=== Dane do przeglądu ===
-=-=-
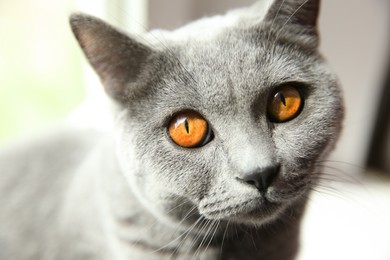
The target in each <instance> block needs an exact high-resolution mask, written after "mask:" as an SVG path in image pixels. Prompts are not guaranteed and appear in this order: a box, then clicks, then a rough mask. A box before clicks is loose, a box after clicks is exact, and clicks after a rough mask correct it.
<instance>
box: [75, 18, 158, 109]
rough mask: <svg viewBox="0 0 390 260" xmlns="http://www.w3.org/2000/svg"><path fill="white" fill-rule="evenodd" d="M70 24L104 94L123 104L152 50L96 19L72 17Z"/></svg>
mask: <svg viewBox="0 0 390 260" xmlns="http://www.w3.org/2000/svg"><path fill="white" fill-rule="evenodd" d="M70 25H71V27H72V30H73V33H74V35H75V36H76V38H77V40H78V42H79V44H80V46H81V48H82V49H83V51H84V53H85V55H86V57H87V59H88V61H89V62H90V63H91V65H92V67H93V68H94V69H95V71H96V72H97V74H98V75H99V77H100V80H101V81H102V83H103V86H104V88H105V91H106V92H107V94H108V95H109V96H111V97H112V98H114V99H115V100H117V101H120V102H124V101H126V100H127V99H128V97H129V96H131V95H132V92H133V91H135V90H134V89H131V85H134V84H132V83H134V82H135V81H136V79H137V77H138V76H139V74H140V73H141V71H142V69H143V66H144V65H145V63H146V60H147V58H148V57H149V56H150V55H151V53H152V50H151V49H150V48H149V47H148V46H146V45H144V44H142V43H140V42H138V41H136V40H134V39H132V38H130V37H128V36H127V35H125V34H123V33H121V32H119V31H117V30H116V29H114V28H113V27H111V26H110V25H108V24H106V23H105V22H103V21H102V20H100V19H98V18H96V17H92V16H88V15H85V14H74V15H72V16H71V17H70Z"/></svg>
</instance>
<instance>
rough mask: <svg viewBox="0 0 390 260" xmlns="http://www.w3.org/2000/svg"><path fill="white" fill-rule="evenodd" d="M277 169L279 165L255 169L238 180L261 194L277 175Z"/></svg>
mask: <svg viewBox="0 0 390 260" xmlns="http://www.w3.org/2000/svg"><path fill="white" fill-rule="evenodd" d="M279 169H280V165H275V166H268V167H265V168H260V169H256V170H255V171H253V172H250V173H247V174H245V175H243V176H241V177H239V178H238V179H239V180H241V181H244V182H246V183H248V184H250V185H253V186H255V187H256V188H257V189H258V190H259V191H261V192H265V191H266V190H267V189H268V187H269V186H270V184H271V182H272V181H273V179H274V178H275V176H276V175H277V174H278V173H279Z"/></svg>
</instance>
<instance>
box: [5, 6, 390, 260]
mask: <svg viewBox="0 0 390 260" xmlns="http://www.w3.org/2000/svg"><path fill="white" fill-rule="evenodd" d="M253 2H255V1H254V0H236V1H233V0H213V1H207V0H110V1H109V0H56V1H52V0H34V1H28V0H13V1H0V145H4V144H5V143H8V142H11V141H12V140H15V139H18V138H20V137H22V136H27V135H30V134H31V133H33V132H37V131H40V130H42V129H45V128H47V127H50V126H52V125H56V124H58V123H60V122H63V121H64V120H65V121H67V122H69V123H71V124H75V125H94V126H105V125H106V124H107V120H109V115H107V112H106V111H105V109H104V105H102V104H103V103H105V98H104V94H103V91H102V88H101V86H100V83H99V81H98V79H97V77H96V75H95V74H94V72H93V71H92V70H91V69H90V67H89V66H88V64H87V62H86V60H85V59H84V57H83V56H82V53H81V51H80V49H79V47H78V45H77V43H76V41H75V40H74V38H73V36H72V34H71V32H70V29H69V26H68V17H69V14H70V13H72V12H74V11H76V12H80V11H81V12H86V13H89V14H93V15H95V16H99V17H101V18H103V19H104V20H106V21H108V22H110V23H111V24H113V25H115V26H117V27H119V28H121V29H122V30H125V31H128V32H130V33H132V34H135V35H137V34H140V33H142V32H143V31H145V30H148V29H154V28H163V29H174V28H177V27H179V26H181V25H183V24H185V23H187V22H189V21H191V20H194V19H197V18H200V17H203V16H207V15H212V14H216V13H221V12H224V11H226V10H228V9H231V8H234V7H240V6H245V5H249V4H251V3H253ZM319 24H320V33H321V51H322V53H323V54H324V56H325V57H326V58H327V60H328V61H329V64H330V65H331V67H332V68H333V70H334V71H335V72H336V73H337V74H338V76H339V79H340V82H341V85H342V87H343V91H344V96H345V102H346V118H345V122H344V130H343V134H342V136H341V140H340V142H339V143H338V146H337V148H336V150H335V151H334V152H333V153H332V156H331V158H330V159H329V162H328V164H329V166H328V167H327V168H326V169H325V170H326V171H327V173H330V174H333V175H334V176H335V178H334V182H332V183H329V184H326V185H328V186H326V187H325V188H324V189H322V190H321V191H320V192H318V193H315V194H314V197H313V199H312V201H311V203H310V207H309V210H308V212H307V216H306V220H305V222H304V223H305V225H304V230H303V238H302V239H303V242H302V244H303V249H302V253H301V255H300V259H317V260H318V259H383V260H385V259H387V260H388V259H390V248H389V246H388V245H390V181H389V179H390V48H389V45H390V41H389V39H390V30H389V27H390V26H389V25H390V1H388V0H343V1H336V0H333V1H332V0H329V1H322V7H321V16H320V21H319Z"/></svg>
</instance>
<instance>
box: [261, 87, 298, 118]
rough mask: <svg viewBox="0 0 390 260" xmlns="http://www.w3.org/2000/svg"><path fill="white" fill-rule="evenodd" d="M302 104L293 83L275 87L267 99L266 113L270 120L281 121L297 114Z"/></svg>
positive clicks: (290, 117)
mask: <svg viewBox="0 0 390 260" xmlns="http://www.w3.org/2000/svg"><path fill="white" fill-rule="evenodd" d="M302 106H303V98H302V95H301V93H300V91H299V90H298V89H297V88H296V87H295V86H293V85H283V86H281V87H278V88H276V89H275V91H274V92H273V93H272V95H270V97H269V100H268V107H267V113H268V118H269V119H270V120H271V121H272V122H276V123H283V122H286V121H288V120H291V119H293V118H295V117H296V116H298V115H299V113H300V112H301V110H302Z"/></svg>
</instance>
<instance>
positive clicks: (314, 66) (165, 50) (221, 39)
-=-=-
=== Treść zadania ===
Zwróć bez zmian każdy wiersz materiału, w którym występuje słowo „positive”. Wielkość liter ma znaczenie.

=== Odpowiedź na zadanie ===
positive clicks: (290, 117)
positive clicks: (314, 66) (165, 50) (221, 39)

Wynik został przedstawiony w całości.